## [Instructions to follow]
Retype all of the records below, changing nothing.

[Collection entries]
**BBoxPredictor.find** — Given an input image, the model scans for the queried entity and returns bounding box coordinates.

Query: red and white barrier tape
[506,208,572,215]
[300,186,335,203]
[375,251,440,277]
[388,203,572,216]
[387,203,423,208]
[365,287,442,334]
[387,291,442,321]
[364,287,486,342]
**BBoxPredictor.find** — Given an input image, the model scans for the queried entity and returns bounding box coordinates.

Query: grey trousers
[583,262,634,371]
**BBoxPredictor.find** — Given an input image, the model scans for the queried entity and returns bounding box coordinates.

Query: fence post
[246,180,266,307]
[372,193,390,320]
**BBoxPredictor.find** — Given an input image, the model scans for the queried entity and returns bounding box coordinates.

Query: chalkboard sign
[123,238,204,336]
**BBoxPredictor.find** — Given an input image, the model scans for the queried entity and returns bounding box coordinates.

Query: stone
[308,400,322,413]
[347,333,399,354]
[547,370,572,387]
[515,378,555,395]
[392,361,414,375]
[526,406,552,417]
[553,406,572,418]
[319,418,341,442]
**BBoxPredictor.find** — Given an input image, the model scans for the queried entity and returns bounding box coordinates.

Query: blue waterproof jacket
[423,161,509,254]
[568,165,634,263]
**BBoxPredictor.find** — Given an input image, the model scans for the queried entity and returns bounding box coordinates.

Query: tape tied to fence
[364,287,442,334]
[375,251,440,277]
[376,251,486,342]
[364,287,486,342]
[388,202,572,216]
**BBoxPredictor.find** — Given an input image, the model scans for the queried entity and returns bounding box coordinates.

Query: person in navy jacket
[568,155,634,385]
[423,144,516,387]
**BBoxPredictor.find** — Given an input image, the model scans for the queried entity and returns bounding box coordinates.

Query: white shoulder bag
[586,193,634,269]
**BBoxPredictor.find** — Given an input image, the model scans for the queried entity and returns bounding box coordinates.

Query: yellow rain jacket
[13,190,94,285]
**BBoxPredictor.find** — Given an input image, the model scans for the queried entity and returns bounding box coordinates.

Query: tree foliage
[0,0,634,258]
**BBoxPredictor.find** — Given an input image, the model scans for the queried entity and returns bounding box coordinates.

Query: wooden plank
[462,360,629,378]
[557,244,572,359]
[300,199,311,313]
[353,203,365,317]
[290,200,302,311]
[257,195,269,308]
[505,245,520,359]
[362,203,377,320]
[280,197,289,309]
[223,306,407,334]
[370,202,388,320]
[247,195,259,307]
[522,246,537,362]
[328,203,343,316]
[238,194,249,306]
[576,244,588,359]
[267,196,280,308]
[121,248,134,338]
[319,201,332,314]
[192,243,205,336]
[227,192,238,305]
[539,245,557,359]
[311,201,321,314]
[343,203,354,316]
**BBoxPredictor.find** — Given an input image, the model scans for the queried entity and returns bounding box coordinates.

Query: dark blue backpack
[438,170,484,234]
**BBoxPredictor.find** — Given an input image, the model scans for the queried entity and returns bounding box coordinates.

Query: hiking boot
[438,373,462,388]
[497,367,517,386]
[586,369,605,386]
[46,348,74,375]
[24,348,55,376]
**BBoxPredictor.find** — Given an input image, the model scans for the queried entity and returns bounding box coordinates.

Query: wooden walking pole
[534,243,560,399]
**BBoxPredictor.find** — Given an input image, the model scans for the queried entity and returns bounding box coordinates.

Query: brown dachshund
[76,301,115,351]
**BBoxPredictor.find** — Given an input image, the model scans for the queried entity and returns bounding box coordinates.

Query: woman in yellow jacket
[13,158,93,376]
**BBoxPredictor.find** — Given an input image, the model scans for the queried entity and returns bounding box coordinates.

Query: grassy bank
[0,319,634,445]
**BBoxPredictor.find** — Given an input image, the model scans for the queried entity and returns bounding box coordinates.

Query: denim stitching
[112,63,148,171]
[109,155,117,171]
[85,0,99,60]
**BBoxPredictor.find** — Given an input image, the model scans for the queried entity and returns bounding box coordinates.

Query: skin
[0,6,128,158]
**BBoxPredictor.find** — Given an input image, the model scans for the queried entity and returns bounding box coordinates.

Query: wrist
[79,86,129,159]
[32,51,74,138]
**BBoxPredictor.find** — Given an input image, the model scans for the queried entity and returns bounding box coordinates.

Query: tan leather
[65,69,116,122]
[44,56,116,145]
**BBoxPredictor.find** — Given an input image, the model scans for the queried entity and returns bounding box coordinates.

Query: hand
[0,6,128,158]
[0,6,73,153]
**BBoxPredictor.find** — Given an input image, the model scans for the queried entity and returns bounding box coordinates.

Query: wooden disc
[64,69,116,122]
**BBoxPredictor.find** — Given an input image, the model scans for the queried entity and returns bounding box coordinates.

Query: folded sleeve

## [Exercise result]
**BBoxPredictor.find** — Given an input image, the model scans for the queried entity and returns bounding box coordinates.

Query: red and white barrier tape
[506,208,572,215]
[300,186,335,203]
[375,251,440,277]
[388,203,572,216]
[387,203,423,208]
[365,287,442,334]
[387,291,442,321]
[364,287,486,342]
**BBoxPredictor.find** — Given an input image, the model scans for the queried entity and returns bounding box coordinates.

Query: grey trousers
[583,262,634,371]
**BBoxPredictor.find** — Given an input image, the model scans for the queried entity and returns bounding box coordinates.

Query: fence post
[246,180,266,307]
[372,193,390,320]
**BBoxPredictor.find** — Given an input image, the model scans for the queried entity and returns bounding box coordinates.

Query: chalkboard sign
[123,238,204,336]
**BBoxPredictor.find** — Given an input image, the model scans for the queried entity and returns bounding box coordinates.

Query: stone
[308,400,322,413]
[347,333,399,354]
[547,370,572,387]
[515,378,555,395]
[392,361,414,375]
[526,406,552,417]
[553,406,572,418]
[319,418,341,442]
**BBoxPredictor.find** — Given an input image, the model scans for the queried entity and returns bounding box coordinates.

Query: blue waterproof jacket
[423,161,509,254]
[568,165,634,263]
**BBoxPredictor.find** — Given an input image, the model scans for the queried entity and returns bounding box coordinates.

Query: tape tied to fence
[364,287,442,334]
[375,251,440,277]
[376,251,486,342]
[364,287,486,342]
[388,202,572,216]
**BBoxPredictor.find** — Given an input image, the model scans for the queried entity and returns bounding box coordinates.

Query: person in navy jacket
[568,155,634,385]
[423,144,516,387]
**BBoxPredictor.find** — Given an input image, the model scans for the queried entity and returns bounding box coordinates.

Query: white shoulder bag
[586,193,634,269]
**BBoxPredictor.find** — Given an input image, the model scans for the queried entity and returns bounding box coordinates.

Query: yellow rain jacket
[13,190,94,285]
**BBoxPredictor.find** — Given an input image, the model scans for the queried entity and returns bounding box coordinates.

Query: tree foliage
[0,0,634,258]
**BBoxPredictor.find** — Given an input image, the model scans for the queried entity and returns bounding box coordinates.

Query: wooden plank
[462,360,629,378]
[557,244,572,359]
[300,199,311,313]
[353,203,365,317]
[290,200,302,311]
[257,195,269,308]
[505,245,520,359]
[362,203,377,320]
[280,197,289,309]
[223,306,407,334]
[370,202,388,320]
[247,195,259,307]
[522,246,537,362]
[328,203,343,316]
[238,194,249,306]
[576,244,588,359]
[267,196,280,308]
[121,248,134,338]
[319,201,332,314]
[192,243,205,336]
[227,192,238,305]
[539,245,557,359]
[311,201,321,314]
[343,203,354,316]
**BBoxPredictor.find** — Given an input image, the model scans for the queried entity and returns bounding box coordinates.

Query: dark blue backpack
[438,170,484,234]
**BBoxPredictor.find** — Given an input image, the model scans for the queried entity and returns bounding box coordinates.

Query: hiking boot
[438,373,462,388]
[497,367,517,386]
[586,369,605,386]
[46,348,74,375]
[24,348,55,376]
**BBoxPredictor.find** — Given an input image, the model scans for the queried entity and returns bounding box coordinates.

Query: wooden walking pole
[534,243,560,399]
**BBoxPredictor.find** — Given an input image, the model scans for the queried entity and returns bounding box coordinates.

Query: brown dachshund
[76,301,115,351]
**BBoxPredictor.find** — Given an input image, the model scans for the queried entity and returns bounding box coordinates.

Query: woman in yellow jacket
[13,158,93,376]
**BBoxPredictor.find** — Given an input image, the model scans for the queried entity and returns bounding box coordinates.

Query: grassy bank
[0,319,634,445]
**BBoxPredictor.find** — Given an input image, the model scans for the queried entity and returns bounding box coordinates.

Query: denim stitching
[112,63,148,171]
[109,155,117,171]
[85,0,99,60]
**BBoxPredictor.find** — Given an input image, the model scans for the queried entity and returns bounding box coordinates.

Query: skin
[0,6,128,158]
**BBoxPredictor.find** — Given an input image, the model scans for the queried entity and returns bounding box coordinates.

Query: wrist
[79,86,129,159]
[32,51,74,138]
**BBoxPredictor.find** — Given an input image, the model scans for the queried entity and returns bounding box coordinates.

Query: tan leather
[65,69,116,122]
[44,56,116,145]
**BBoxPredictor.find** — Given an input image, the model scans for the queried entity and returns bounding box coordinates.

Query: hand
[0,6,128,158]
[0,6,73,153]
**BBoxPredictor.find** — Given an input image, the model scans for the queried entity and returns bounding box coordinates.

Query: wooden disc
[64,69,116,122]
**BBoxPredictor.find** — Given an input image, the model scans for the queried entity and returns bounding box coordinates.

Query: folded sleeve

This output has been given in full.